Monday, July 15, 2013

A tax guide to Obamacare / What taxpayers and tax professionals need to know about the health law

Eva Rosenberg, MarketWatch writes:  President Obama delayed the implementation of part of the Health Care Act last week. Employers with over 50 employees can now wait until 2015 to provide health care coverage for their employees. This announcement was dissected ad nauseum on all the Sunday morning news programs. As some tax professionals have wondered how to advise their clients on this issue as well as other murky aspects of the new law, here’s help.

What penalties will not be waived for 2014?
The penalties assessed against individuals who are required to have medical coverage but don’t have it will kick in as planned.
In a recent Tax Talk Today program about the Affordable Care Act, enrolled agents John Sheely and Ben Tallman both point out that the penalty for individuals not carrying insurance is a minimum of $95 per person or 1% of their household income in 2014, whichever is higher. (See transcript .) The penalty, which tops out at three people per family, increases each year. It rises to 2% in 2015, and 2.5% in 2016 — then increases based on a cost of living index.
What does “household income” mean?
This isn’t the usual thing we see on tax return computations, like adjusted gross income (AGI) or modified adjusted gross income (MAGI). (See Modified Adjusted Gross Income Computation.) Household income includes the modified adjusted gross income of your dependents — if they are required to file a tax return. (Click here to learn more.)
In plain English?
Suppose your children have summer jobs, or are working their way through college, but still qualify as your dependents. You will add their wages or freelance profits to your household income. If you don’t have insurance coverage on them, yourself and/or your spouse, your penalty will be based on the total of everyone’s income.
Danger of getting caught
How will the IRS know who is responsible for these penalties? After all, the mechanism isn’t in place for employers to provide information about their employees to the IRS. And the reporting requirement has been delayed until 2015. There really is no way for the IRS to enforce this provision.
Meanwhile, Congress is still trying to change and redefine the law before it all goes into effect.
Who doesn’t need to worry?

> Data shown
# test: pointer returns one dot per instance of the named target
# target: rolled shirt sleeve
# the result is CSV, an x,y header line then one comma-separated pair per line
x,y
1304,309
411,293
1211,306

> Prompt 1
In the Obamacare tax guide, retype the stretch from "Monday, July 15, 2013" through "in as planned." without changing anything.
> Prompt 2
List every person the Obamacare tax guide names.

> Problem solution 1
Monday, July 15, 2013

A tax guide to Obamacare / What taxpayers and tax professionals need to know about the health law

Eva Rosenberg, MarketWatch writes:  President Obama delayed the implementation of part of the Health Care Act last week. Employers with over 50 employees can now wait until 2015 to provide health care coverage for their employees. This announcement was dissected ad nauseum on all the Sunday morning news programs. As some tax professionals have wondered how to advise their clients on this issue as well as other murky aspects of the new law, here’s help.

What penalties will not be waived for 2014?
The penalties assessed against individuals who are required to have medical coverage but don’t have it will kick in as planned.

> Problem solution 2
- President Obama
- Eva Rosenberg
- John Sheely
- Ben Tallman